> **Exercise prompt**
Both the line below containing "of the wheat" and the line containing "of the black", along with every line between them, should be repeated exactly; no other line belongs in the answer.

> **Material provided**
-- Opening Marker --
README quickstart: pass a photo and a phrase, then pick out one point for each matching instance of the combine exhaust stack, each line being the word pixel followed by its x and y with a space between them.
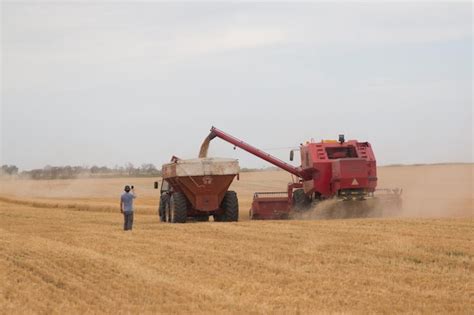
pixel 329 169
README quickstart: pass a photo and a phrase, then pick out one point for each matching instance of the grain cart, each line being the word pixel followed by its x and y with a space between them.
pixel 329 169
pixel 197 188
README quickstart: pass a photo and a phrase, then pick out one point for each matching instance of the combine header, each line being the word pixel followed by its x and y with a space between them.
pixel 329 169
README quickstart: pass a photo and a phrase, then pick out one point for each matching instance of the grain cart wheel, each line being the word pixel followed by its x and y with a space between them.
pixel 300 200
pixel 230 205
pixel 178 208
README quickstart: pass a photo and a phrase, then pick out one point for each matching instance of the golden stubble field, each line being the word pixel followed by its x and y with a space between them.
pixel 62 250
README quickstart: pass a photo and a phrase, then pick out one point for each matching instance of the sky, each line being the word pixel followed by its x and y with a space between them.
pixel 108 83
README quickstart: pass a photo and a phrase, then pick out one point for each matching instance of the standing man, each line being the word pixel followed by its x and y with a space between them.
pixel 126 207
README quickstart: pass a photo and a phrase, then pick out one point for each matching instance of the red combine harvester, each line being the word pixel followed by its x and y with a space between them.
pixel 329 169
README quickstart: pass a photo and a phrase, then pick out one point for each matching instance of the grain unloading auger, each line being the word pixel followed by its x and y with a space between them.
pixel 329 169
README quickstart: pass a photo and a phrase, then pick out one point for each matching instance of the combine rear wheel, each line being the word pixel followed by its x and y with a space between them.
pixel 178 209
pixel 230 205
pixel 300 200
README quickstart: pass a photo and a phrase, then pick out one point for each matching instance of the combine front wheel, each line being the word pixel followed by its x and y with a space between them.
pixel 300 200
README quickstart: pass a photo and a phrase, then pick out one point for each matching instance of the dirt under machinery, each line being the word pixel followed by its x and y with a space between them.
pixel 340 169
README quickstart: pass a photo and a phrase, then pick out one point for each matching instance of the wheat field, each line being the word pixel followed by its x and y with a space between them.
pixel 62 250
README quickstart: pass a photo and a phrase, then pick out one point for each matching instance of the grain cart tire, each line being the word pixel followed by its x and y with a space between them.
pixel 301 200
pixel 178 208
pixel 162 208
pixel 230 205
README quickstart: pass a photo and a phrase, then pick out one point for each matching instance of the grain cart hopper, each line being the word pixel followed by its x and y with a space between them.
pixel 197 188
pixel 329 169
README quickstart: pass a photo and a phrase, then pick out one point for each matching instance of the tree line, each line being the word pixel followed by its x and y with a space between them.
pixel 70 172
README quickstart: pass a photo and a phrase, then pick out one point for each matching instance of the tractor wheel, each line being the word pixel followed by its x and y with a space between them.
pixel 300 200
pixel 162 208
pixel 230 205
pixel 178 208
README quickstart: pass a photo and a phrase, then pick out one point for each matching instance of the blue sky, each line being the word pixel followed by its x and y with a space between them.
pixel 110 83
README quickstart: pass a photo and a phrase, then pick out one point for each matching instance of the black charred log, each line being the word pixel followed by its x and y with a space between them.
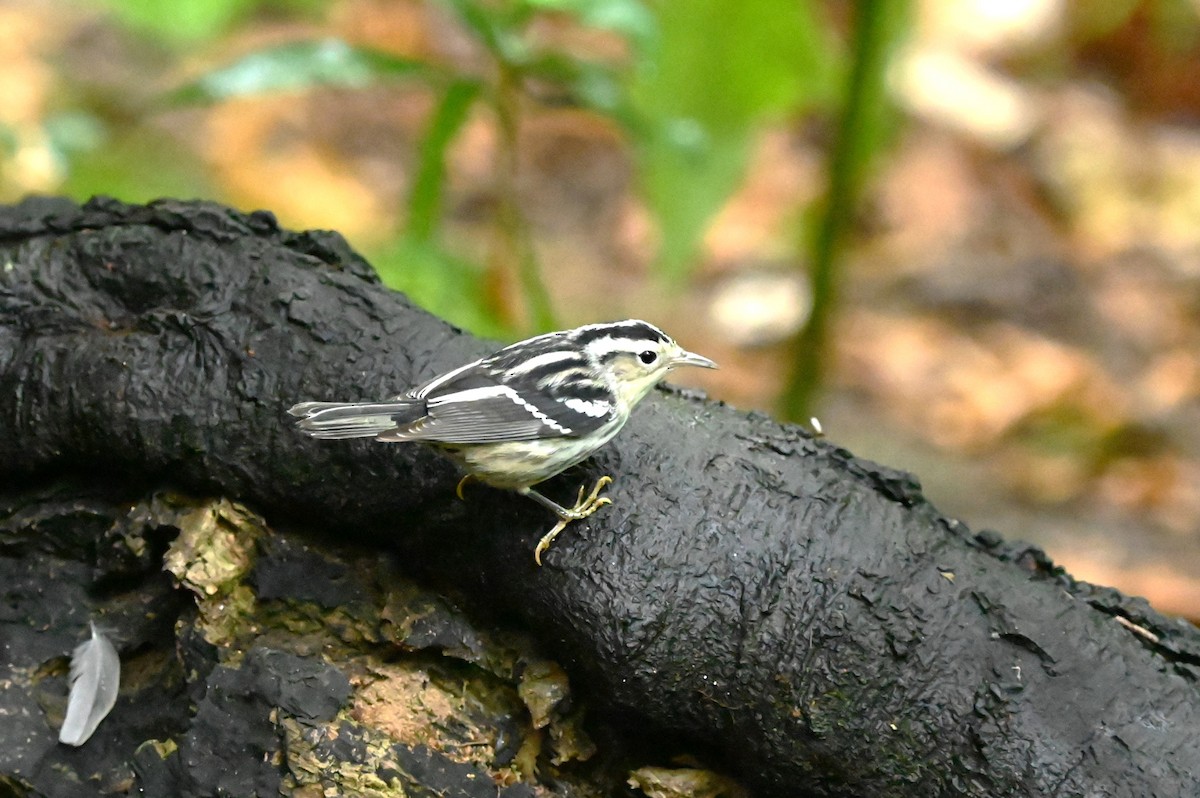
-- Closing Marker --
-- Opening Marker --
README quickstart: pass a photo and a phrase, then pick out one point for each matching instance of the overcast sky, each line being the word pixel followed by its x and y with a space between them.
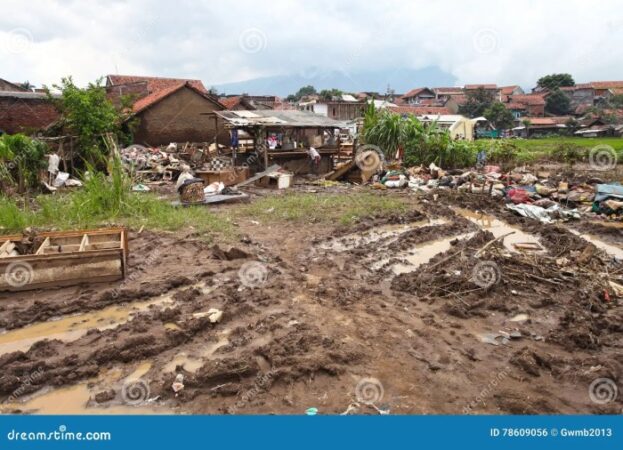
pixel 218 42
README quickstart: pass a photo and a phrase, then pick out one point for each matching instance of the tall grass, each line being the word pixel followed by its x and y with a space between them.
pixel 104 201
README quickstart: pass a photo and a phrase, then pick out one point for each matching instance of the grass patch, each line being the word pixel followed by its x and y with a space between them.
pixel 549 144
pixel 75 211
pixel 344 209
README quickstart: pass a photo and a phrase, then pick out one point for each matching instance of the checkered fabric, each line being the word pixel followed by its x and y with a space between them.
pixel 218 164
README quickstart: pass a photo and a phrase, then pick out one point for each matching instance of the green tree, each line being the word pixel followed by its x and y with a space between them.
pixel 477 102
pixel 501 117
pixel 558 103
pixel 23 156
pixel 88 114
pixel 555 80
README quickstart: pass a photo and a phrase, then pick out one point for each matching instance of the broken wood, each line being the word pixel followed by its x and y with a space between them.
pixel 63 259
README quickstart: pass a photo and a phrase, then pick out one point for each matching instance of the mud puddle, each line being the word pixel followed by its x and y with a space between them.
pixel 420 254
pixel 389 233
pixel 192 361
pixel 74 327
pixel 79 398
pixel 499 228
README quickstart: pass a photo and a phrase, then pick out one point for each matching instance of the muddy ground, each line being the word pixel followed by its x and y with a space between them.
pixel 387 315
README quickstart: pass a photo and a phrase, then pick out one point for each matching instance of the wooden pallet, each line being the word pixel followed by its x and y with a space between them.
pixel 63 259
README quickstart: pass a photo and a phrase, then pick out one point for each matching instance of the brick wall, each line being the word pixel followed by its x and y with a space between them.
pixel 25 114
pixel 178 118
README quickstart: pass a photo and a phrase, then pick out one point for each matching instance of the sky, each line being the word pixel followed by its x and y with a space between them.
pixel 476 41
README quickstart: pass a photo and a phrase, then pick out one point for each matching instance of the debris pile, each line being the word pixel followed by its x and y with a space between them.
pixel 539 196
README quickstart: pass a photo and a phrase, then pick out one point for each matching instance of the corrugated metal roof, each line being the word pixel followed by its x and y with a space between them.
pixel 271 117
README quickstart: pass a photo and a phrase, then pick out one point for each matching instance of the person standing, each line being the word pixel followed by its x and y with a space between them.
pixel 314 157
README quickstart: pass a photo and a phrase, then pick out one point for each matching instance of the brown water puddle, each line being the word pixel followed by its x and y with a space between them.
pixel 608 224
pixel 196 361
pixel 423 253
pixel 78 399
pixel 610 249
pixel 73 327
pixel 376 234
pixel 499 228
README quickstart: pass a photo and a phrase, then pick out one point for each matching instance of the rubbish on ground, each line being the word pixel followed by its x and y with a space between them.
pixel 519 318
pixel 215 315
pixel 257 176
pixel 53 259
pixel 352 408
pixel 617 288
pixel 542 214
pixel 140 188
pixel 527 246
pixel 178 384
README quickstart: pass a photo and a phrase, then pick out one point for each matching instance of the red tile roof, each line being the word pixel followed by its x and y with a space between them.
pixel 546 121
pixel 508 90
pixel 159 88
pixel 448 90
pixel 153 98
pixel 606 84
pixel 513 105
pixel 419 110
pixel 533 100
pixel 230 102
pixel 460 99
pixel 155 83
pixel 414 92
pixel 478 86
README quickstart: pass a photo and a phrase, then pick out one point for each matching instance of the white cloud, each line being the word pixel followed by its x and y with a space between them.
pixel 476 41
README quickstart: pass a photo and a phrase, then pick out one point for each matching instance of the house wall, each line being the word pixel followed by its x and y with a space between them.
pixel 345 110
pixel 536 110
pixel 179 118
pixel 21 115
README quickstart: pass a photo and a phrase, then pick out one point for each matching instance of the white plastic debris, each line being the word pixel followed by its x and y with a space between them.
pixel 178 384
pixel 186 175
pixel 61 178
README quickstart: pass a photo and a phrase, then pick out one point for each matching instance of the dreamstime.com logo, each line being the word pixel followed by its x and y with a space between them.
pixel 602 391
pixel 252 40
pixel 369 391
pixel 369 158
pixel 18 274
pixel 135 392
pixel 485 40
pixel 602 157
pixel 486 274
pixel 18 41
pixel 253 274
-- Closing Marker --
-- Opening Marker --
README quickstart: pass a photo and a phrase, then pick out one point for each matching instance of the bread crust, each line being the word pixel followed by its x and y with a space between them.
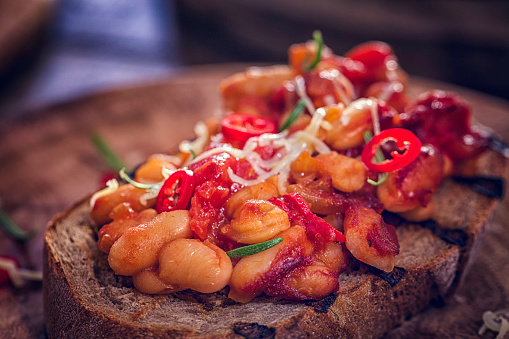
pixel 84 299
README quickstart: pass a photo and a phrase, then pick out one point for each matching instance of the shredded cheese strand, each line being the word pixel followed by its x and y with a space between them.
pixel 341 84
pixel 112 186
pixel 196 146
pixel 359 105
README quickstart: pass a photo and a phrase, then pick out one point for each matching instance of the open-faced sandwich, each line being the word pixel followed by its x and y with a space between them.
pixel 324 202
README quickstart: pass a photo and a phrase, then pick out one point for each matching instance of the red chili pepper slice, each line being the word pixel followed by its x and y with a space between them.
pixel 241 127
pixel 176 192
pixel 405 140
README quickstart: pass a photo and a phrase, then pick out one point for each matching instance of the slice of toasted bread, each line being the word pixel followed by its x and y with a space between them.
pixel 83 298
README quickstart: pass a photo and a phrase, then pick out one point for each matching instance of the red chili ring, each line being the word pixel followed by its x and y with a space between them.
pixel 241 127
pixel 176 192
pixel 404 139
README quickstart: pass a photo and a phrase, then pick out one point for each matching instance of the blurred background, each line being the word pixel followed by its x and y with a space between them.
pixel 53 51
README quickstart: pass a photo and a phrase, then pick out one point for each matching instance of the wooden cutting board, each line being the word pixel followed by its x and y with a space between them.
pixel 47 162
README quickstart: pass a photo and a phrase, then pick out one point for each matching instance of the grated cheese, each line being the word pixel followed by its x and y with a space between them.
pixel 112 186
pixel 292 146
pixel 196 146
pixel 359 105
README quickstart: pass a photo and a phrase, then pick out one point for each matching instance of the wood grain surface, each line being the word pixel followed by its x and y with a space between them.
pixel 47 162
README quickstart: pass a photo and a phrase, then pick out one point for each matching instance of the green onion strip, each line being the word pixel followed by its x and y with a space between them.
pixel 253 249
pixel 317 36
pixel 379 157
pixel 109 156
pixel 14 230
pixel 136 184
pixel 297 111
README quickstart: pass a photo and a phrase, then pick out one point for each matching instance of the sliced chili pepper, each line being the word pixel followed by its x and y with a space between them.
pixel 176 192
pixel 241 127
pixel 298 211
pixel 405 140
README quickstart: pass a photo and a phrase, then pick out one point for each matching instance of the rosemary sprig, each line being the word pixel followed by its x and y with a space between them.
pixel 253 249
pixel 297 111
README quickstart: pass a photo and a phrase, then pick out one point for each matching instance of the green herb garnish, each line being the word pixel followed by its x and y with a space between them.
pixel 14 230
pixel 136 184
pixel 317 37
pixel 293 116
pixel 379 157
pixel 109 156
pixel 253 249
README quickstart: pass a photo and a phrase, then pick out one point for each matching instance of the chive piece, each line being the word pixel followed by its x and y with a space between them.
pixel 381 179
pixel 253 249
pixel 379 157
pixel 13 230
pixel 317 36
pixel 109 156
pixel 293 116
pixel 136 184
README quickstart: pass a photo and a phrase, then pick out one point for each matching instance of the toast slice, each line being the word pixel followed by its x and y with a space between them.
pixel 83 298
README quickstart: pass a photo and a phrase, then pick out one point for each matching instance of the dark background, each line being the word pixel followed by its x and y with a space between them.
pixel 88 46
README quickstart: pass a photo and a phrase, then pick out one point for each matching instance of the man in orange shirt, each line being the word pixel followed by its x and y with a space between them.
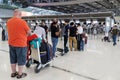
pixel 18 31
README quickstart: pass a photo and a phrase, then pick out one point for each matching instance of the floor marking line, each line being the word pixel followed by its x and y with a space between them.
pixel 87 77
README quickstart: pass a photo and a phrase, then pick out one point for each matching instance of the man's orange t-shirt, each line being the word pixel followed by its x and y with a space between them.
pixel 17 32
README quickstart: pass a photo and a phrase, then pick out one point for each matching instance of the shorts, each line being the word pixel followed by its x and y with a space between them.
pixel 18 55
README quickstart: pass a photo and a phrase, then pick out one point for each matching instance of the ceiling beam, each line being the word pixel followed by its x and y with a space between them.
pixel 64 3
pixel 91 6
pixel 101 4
-- Closing Marker --
> **Task response**
README quickstart: pass a photo and a phrase, then pick out one point for each matching instance of the wheat field, each line being the word pixel followed by its x and y with a space between them.
pixel 62 250
README quickstart: pass a photo and a phrase, then pick out one point for each matching instance of the grain cart tire, each line being the word pixel followed by its x and y with a space between them.
pixel 301 200
pixel 178 208
pixel 162 208
pixel 230 205
README quickstart: pass a photo and a phrase, then pick out one point for each matching instance of the grain cart hopper, each line being the word pixel followed by its x and y with a space between them.
pixel 197 188
pixel 329 169
README quickstart: pass a photo and a phrase, then pick out one point for each matching instance of the tree line, each line being the word pixel followed by its x and y with a space between them.
pixel 70 172
README quickstart: pass a photo and a phrase, then pick out one point for each matching instance of the tractor wheel, each line being the word pixel followed by its x and y with a space between them.
pixel 300 200
pixel 162 208
pixel 230 205
pixel 178 208
README quickstart: pass a photo and a phrase, then pick out one point for each matching instance of the blue sky, each line being the word pixel followed by its x and y with a space between them.
pixel 110 83
README quickstart: pass a photo and a phrase, then pick out one point for each matching instance of the black charred log, each line being the word pixel followed by its x and y with a space between them.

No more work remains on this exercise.